- DATASET:
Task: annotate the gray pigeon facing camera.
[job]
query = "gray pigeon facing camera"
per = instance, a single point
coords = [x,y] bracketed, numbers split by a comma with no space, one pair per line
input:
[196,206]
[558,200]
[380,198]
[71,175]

* * *

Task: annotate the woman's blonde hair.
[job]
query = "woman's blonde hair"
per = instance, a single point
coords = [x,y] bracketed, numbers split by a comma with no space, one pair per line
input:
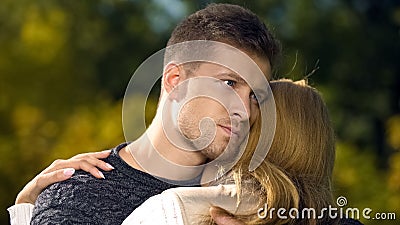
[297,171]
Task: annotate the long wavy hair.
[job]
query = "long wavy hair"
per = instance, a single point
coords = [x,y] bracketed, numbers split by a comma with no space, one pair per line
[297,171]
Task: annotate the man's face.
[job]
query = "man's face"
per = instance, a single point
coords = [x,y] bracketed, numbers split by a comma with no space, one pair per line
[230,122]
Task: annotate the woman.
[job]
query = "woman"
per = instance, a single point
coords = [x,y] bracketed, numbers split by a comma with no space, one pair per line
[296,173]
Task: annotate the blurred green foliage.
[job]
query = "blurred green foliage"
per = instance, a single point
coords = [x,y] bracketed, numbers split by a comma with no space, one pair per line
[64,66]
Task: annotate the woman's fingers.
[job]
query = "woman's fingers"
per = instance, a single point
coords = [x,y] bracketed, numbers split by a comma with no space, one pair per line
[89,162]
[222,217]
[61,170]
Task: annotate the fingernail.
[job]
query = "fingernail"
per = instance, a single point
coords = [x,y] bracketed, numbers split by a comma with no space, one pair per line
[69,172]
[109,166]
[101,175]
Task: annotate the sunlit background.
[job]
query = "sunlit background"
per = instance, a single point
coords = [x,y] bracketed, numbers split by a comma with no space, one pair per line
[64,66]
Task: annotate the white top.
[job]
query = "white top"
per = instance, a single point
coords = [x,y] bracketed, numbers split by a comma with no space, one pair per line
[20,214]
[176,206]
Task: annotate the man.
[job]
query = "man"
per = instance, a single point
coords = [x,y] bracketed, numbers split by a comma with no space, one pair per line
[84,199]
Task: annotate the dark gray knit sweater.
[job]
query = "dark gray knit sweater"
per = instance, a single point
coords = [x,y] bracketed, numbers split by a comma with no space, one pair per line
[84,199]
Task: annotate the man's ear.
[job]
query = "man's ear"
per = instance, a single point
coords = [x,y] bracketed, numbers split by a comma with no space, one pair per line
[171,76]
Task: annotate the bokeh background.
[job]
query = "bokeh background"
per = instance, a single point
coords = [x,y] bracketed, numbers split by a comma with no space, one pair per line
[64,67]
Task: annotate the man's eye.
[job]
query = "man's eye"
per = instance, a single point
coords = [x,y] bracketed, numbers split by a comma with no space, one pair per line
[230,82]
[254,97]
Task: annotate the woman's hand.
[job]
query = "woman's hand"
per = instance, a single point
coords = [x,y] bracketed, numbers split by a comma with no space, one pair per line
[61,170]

- TASK GOAL:
Filter the lines above so that only those with the string "long" remain, then copy them.

- RESULT:
Task: annotate the long wavy hair.
query = "long wavy hair"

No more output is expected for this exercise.